__INPUT__:
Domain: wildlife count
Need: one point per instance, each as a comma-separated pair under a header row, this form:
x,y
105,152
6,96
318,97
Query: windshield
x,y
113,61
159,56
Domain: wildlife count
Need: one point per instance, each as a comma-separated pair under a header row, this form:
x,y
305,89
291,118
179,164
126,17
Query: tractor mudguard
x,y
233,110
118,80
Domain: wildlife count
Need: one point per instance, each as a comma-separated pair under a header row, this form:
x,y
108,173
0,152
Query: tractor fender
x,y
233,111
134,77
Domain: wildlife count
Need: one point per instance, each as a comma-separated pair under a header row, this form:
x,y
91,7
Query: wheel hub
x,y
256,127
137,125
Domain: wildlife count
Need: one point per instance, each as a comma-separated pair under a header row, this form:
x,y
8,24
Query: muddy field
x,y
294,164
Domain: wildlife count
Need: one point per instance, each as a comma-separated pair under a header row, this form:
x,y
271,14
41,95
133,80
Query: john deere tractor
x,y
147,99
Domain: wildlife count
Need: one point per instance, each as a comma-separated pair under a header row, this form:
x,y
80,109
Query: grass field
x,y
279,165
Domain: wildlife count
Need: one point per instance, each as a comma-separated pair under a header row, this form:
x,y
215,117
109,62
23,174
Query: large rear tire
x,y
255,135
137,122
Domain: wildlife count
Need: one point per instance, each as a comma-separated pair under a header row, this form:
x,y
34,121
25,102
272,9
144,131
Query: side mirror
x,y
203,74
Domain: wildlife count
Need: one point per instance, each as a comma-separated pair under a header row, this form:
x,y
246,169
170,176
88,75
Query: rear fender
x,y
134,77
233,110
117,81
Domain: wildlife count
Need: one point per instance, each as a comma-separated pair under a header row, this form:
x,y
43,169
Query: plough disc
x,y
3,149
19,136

--

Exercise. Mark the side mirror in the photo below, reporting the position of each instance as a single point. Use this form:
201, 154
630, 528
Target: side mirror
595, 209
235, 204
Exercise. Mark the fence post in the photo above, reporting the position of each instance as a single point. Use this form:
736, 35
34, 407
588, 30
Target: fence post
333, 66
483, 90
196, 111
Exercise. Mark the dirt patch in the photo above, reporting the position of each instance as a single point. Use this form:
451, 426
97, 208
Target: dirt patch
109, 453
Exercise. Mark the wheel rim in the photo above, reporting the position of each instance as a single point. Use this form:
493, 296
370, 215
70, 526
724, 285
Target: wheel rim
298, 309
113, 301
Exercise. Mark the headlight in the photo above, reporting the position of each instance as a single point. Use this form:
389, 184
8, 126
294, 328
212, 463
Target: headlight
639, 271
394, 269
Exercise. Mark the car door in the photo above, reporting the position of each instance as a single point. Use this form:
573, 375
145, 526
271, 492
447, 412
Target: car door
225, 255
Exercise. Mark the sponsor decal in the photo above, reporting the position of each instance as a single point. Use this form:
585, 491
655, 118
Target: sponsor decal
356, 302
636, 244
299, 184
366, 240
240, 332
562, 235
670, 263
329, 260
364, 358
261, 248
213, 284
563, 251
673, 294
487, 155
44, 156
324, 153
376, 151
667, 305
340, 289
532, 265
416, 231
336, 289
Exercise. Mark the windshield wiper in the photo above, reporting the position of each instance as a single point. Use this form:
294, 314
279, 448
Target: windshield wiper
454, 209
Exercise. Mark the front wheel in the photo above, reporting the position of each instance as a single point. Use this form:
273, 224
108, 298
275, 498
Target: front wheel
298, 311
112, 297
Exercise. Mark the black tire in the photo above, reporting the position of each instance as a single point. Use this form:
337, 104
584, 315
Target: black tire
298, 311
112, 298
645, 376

* * *

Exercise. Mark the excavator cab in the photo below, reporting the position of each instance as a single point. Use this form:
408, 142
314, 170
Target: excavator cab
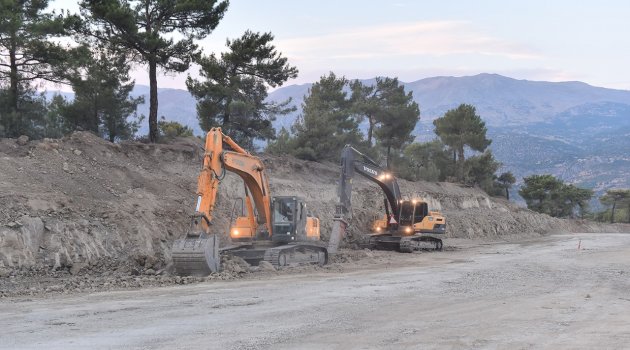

__TASK TO COMPLETE__: Look through the records and count each line that holds "reporting". Write only the total.

__ANSWER FOR THE TASK__: 11